*** Extracted text ***

My Seizure Story

I have always had nerve issues in my right hand. Repeated motions would cause spazms and tingling, but it was never anything extreme.

A few years ago, I spent the fall semester of my junior of college working almost non-stop on a large, effects my final grade kind of project. I was working with a group on the effects of Adderall on the body when it is used as a study drug instead of prescribed by a doctor for ADD. Ironically, our group leader had severe ADD so he would pop an Adderall before we would come over to work. He would work non-stop and we would all work to keep up with him. It was difficult because we wouldn’t look at the clock and the next thing we would know it was 4am and I had to get up for an 8am class.

Now it was during this time (the crazy project time), in November, that I woke up to extreme numbness in my right hand. My hand had completely clenched and no amount of massaging the muscles in my arm could make it unclench. Then I blacked out, only to be awoken by my alarm clock the next morning.

The next day, I told my boyfriend at the time about what had happened and he said “Babe, I think you had a seizure”, which I laughed off because I didn’t have seizures.

Fast forward a month, and I’m home for Christmas (we did amazing on the project, in case you were wondering), when the same thing happened again. Only this time, I woke up to the first aid squad in my room, with my parents and sister freaking out. Also I had seized so hard I dislocated my shoulder. I was in and out of consciousness all day that day, but the ER doctor didn’t want to put me on medication because it was my first seizure, and sometimes this shit happens. Except that it happened again 5 days later, only this time, I was my usual, perky self (despite a second dislocated shoulder). And with that, I was on seizure medication. While seizure meds are great at controlling seizures, they are not great at letting my delightful personality shine through. It felt like I was living in a fog, not completely aware of my surroundings. I knew that my real personality was inside me some where but I was unable to find her and let her out.

*** End of Extracted text ***
*** Information given ***

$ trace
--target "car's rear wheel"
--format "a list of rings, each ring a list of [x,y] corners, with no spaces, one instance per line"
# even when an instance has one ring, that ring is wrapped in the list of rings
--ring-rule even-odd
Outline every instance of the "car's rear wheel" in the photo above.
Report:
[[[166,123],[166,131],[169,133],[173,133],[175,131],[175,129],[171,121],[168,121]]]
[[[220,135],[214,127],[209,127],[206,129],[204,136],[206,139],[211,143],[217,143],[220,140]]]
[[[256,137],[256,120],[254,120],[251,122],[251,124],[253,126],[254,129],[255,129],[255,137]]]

*** End of Information given ***
*** Information given ***

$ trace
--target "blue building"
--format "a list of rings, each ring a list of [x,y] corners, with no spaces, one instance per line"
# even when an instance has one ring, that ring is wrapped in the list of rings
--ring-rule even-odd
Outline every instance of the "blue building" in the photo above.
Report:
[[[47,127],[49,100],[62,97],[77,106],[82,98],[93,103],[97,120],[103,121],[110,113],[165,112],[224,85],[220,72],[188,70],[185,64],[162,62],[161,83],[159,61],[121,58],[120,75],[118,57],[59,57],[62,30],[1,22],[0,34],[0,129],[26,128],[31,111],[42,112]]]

*** End of Information given ***

[What to work on]:
• 1. Transcribe the part of the seizure story that opens with the words containing "A few years" and closes with "an 8am class.".
• 2. Write the next part of the seizure story, picking up after its last sentence.

[Responses to the tasks]:
• 1.
A few years ago, I spent the fall semester of my junior of college working almost non-stop on a large, effects my final grade kind of project. I was working with a group on the effects of Adderall on the body when it is used as a study drug instead of prescribed by a doctor for ADD. Ironically, our group leader had severe ADD so he would pop an Adderall before we would come over to work. He would work non-stop and we would all work to keep up with him. It was difficult because we wouldn’t look at the clock and the next thing we would know it was 4am and I had to get up for an 8am class.

• 2.
My winter break was filled with doctor’s visits and physical therapy and tests and fog. I was scared to go to bed, too afraid to sleep. I would have panic attacks most nights because I didn’t want to have another seizure. My days were foggy, but I would get tired very easily. It was like all of my energy had been drained from my body. Even with all of this, the tests came back negative, but they all said that the disorder was connected to stress and sleep somehow. At the doctor’s suggestion I started going to bed early, and tried to keep my stress level low. The fog persisted

Back at school I had a hard time keeping up because of the fog, which was hard because I had always been bright.

Because of my negative tests, I spent spring break in the hospital doing a sleep study. One of my parents were with me the entire time, and my sisters tried to make it better by making me boxes of boredom busters, but there was just more fog. Only this time there were electrodes and no showering for a week and being watched constantly and beds that re-inflated in the middle of the night and I was kept up into all hours of the night to see how my brain reacted (my dad was really cool and stayed up with me, and walked with me around the hospital until 3am because I wasn’t allowed to sleep) and fog, just so much fog. During this time of testing they were slowly taking me off my meds to see how my brain would react. That made the fog worse.

At the end of it all, it was decided that I would no longer be on anti-seizure meds but on anti-anxiety, anti-convulsive meds. It was great! After a few months, the fog cleared, I was back to being my peppy, energetic self, and I wasn’t seizing as long as I was on my meds.

Even with that, I still suffered from occasional panic attacks, and would have trouble sleeping. I would wake up with hand spazms and tingling, but no seizures.

The new meds worked great for about 5 years, until recently. They seemed to have stopped working, or at least aren’t working as well as they had been. In the past 2 months I’ve had 2 seizures while on my medication. These are hard because while the seizure isn’t super bad, for the week or so afterwards I am in a fog. I have a hard time remembering a lot of things and my talking is slowed down. My brain feels like a large filing cabinet that a secretary from the 1950s is going through quickly to try and find a paper that she knows is in there.

As you can guess, more seizures mean more tests. In a week, I’ll be doing an ambulatory EEG, where my neurologist will put electrodes on my head and I will try to live my life normally while carrying around a box that will record my brain waves. After looking over this information, my neuro and I will be talking about changing my medication, either upping the dosage or changing it entirely.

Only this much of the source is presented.